### Document text
"""

Real TALK is our series of articles from fellow survivors of sexual abuse / assault covering topics that might be helpful to you. What we aim for here isn’t perfection but some good practical advice based on real experiences here in Hong Kong. If you have suggestion to add, please email us on info@talkhongkong.org.
By: Dora
I’ve been in quite a bit of pain. I have a stomach ache as I write this.
The other day I struggled to let my therapist know what I was feeling. So she suggested that I go write about it.
So I went home and wrote a long email about things I need to close my eyes for every time I think about them, even as I’m writing them here: the sexual abuse in my childhood, the toxic relationship I had as an adult where I struggled with control and manipulation, and the very recent realisation that the definition of rape includes what I have experienced.
Hold on. My heart hurts. I have to close my eyes.
Through writing it all and sending it to her, I discover that telling someone about your pain can be just as painful as keeping it all inside.
I wrote about the panic attack I had. We were in bed, in that relationship I shouldn’t have been in. I looked up at the ceiling. The edges of the drab brown curtains, the grey shadows from the bare light bulb, and the sense of enclosure of the small room took me back to when I was 7 years old, to a bedroom in the basement of a relative’s house, where people rarely ventured.

"""

### Records provided
"""

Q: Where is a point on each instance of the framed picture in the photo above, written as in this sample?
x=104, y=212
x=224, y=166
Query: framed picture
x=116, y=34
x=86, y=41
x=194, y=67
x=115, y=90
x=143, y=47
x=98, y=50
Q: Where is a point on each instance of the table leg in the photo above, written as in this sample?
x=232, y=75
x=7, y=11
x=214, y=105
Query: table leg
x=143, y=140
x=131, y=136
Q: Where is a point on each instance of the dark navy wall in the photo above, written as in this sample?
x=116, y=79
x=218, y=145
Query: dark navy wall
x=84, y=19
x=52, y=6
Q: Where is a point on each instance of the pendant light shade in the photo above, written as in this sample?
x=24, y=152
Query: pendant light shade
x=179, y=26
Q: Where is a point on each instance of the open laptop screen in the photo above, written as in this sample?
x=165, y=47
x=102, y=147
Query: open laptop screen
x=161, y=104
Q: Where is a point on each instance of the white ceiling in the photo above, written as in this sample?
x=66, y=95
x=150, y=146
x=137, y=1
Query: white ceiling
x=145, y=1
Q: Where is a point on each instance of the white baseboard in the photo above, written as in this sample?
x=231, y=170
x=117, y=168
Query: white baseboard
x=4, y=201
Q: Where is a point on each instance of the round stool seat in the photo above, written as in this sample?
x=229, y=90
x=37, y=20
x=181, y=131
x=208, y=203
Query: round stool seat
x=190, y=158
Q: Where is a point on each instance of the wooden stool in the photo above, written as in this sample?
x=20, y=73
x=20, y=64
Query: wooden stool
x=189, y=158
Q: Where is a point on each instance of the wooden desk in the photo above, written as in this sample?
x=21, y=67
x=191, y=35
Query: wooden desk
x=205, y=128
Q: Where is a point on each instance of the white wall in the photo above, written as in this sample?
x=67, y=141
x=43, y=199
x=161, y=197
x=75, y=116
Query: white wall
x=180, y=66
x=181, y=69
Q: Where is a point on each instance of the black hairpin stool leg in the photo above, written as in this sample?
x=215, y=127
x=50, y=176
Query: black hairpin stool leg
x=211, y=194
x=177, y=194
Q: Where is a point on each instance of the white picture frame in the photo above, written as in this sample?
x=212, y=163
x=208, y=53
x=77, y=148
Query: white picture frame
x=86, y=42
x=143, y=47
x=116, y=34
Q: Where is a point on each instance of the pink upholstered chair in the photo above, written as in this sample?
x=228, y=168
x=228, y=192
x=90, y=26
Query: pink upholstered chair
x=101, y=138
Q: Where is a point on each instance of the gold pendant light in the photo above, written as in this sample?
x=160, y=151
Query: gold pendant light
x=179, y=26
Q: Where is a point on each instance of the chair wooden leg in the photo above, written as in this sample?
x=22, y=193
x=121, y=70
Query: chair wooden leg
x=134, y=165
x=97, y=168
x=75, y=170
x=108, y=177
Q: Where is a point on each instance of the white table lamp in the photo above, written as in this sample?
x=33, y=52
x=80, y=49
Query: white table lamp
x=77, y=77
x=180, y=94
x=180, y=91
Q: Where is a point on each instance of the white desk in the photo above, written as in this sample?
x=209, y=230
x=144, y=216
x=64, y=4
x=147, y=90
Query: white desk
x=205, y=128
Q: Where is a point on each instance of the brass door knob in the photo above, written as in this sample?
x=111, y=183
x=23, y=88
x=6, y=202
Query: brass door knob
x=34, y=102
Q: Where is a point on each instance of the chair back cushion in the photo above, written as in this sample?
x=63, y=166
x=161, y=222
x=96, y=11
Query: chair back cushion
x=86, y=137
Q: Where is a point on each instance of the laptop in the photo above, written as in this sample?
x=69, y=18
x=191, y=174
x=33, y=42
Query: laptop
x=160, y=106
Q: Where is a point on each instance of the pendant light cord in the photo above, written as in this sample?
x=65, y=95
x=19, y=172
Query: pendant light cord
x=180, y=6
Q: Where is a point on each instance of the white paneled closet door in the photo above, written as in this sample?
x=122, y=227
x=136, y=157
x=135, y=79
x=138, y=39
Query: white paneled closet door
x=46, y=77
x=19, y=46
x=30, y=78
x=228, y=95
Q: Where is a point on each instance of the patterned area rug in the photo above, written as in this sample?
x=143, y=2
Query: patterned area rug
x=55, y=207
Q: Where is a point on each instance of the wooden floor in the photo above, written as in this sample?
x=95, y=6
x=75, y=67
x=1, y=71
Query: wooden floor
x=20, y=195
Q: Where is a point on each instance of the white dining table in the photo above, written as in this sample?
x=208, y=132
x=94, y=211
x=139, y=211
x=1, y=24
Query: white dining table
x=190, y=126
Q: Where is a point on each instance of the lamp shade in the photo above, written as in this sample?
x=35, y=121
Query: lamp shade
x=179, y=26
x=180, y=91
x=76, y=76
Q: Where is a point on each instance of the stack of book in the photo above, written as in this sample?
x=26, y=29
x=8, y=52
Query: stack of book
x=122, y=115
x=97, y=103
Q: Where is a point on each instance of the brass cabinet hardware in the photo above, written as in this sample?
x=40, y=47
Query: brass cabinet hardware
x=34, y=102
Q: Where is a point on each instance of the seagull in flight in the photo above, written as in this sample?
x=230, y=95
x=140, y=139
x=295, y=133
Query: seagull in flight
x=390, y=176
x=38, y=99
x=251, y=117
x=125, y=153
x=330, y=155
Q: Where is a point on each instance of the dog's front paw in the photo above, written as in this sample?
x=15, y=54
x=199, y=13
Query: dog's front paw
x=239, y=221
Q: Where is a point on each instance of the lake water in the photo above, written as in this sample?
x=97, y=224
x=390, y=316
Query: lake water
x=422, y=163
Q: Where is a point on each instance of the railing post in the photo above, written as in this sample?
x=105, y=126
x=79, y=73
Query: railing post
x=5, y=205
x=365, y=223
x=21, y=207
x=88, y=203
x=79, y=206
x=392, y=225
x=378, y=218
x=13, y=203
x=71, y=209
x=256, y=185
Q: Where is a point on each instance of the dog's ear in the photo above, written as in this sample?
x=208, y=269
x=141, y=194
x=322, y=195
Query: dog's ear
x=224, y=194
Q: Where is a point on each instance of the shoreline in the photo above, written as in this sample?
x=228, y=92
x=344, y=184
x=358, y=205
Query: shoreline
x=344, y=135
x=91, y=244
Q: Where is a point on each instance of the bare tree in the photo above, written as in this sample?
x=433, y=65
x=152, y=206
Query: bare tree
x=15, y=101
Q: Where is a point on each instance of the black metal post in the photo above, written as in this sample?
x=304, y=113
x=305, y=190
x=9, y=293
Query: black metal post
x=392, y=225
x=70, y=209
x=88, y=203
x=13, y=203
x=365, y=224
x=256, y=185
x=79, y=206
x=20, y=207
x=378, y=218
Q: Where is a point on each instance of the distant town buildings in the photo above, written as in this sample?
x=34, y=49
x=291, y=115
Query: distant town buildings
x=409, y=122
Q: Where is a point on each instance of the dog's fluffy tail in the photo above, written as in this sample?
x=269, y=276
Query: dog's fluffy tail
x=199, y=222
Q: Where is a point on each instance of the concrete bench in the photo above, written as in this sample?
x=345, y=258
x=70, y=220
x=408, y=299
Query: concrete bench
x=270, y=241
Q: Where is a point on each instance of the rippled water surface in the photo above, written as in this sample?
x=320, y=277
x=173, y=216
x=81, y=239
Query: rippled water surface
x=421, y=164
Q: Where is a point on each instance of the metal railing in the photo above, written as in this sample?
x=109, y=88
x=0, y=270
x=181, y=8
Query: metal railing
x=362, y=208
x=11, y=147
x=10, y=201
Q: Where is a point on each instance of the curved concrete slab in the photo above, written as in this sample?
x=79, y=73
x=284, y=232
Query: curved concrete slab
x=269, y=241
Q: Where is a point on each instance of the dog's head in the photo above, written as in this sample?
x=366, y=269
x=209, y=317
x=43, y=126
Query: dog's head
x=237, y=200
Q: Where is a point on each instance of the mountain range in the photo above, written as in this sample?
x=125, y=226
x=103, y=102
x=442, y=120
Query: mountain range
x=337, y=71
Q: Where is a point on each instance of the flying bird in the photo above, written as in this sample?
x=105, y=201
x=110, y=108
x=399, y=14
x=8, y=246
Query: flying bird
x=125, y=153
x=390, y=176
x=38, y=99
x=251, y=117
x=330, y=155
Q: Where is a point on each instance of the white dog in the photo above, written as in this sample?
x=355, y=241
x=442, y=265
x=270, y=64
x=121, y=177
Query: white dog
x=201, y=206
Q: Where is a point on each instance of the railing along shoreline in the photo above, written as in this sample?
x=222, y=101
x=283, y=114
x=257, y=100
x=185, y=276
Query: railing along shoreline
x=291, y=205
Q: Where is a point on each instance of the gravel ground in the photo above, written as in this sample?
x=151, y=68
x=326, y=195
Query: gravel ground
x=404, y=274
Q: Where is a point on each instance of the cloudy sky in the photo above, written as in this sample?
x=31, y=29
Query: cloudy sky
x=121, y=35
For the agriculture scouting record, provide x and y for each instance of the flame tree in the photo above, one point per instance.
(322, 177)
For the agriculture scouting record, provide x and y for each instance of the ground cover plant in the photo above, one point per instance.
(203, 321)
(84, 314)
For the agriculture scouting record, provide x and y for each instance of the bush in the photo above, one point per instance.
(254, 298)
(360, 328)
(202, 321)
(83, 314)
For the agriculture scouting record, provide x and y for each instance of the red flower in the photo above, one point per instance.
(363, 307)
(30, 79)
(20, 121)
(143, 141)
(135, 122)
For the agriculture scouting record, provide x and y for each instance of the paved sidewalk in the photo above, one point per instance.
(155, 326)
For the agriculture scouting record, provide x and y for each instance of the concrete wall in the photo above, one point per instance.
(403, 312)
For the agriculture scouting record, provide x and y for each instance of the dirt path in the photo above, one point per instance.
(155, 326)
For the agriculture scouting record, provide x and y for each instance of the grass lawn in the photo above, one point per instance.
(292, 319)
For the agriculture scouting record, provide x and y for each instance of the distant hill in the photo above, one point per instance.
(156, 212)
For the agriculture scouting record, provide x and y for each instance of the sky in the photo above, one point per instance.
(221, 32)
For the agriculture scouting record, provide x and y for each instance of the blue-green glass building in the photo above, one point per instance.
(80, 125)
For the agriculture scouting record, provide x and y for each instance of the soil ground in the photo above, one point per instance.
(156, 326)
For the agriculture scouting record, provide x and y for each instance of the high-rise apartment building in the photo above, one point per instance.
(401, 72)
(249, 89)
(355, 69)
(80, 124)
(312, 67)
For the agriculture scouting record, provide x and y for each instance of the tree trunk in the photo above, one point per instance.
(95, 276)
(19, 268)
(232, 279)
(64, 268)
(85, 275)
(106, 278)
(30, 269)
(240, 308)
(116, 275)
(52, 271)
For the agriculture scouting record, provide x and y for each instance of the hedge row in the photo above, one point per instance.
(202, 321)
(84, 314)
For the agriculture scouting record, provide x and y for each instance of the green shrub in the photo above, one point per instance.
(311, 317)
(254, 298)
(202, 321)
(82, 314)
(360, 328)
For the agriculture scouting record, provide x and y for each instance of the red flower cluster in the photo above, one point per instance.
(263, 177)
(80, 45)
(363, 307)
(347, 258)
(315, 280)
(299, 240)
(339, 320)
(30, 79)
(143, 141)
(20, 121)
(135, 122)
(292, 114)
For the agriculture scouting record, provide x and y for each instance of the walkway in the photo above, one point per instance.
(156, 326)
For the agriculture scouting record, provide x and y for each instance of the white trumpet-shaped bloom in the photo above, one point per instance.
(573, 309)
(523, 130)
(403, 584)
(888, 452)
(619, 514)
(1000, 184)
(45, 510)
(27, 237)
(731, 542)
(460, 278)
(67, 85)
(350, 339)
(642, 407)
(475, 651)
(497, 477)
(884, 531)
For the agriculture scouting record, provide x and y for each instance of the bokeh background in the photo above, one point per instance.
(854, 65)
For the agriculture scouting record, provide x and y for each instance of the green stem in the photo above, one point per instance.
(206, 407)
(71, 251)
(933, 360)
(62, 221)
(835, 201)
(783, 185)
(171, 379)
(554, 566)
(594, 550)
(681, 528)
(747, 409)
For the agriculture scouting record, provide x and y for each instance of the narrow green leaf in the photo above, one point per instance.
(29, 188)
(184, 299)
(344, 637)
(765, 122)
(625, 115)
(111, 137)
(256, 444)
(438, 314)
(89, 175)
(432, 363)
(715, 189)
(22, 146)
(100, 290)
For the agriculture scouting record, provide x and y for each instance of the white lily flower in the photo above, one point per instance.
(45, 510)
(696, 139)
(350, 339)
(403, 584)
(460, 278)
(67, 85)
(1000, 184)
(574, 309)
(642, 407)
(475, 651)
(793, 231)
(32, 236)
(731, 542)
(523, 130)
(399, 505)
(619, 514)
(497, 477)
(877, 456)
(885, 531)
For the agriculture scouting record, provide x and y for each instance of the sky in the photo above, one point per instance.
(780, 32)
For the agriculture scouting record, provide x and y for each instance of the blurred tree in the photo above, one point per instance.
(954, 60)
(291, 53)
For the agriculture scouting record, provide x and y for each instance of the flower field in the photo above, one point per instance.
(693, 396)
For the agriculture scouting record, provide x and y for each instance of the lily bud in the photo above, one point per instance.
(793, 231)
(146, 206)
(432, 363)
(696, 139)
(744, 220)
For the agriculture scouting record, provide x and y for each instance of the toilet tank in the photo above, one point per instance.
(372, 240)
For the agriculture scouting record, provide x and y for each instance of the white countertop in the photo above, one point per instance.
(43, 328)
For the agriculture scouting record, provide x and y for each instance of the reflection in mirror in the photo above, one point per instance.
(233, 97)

"""

### Problem
From the Real TALK article above, list the details of the room that, according to the writer, brought back the memory of being 7 years old.

### Exercise solution
- The edges of the drab brown curtains
- The grey shadows from the bare light bulb
- The sense of enclosure of the small room